**What is expected:** Copy out every line of the data below, changing nothing.

**Data rows:**
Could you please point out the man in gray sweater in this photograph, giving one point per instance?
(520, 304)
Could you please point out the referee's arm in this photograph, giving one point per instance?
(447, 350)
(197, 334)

**Full response:**
Could you please point out the man in gray sweater in this photograph, giving one point per instance?
(520, 304)
Could you please point out the referee's arm in this photograph, giving one point per instance?
(447, 350)
(197, 334)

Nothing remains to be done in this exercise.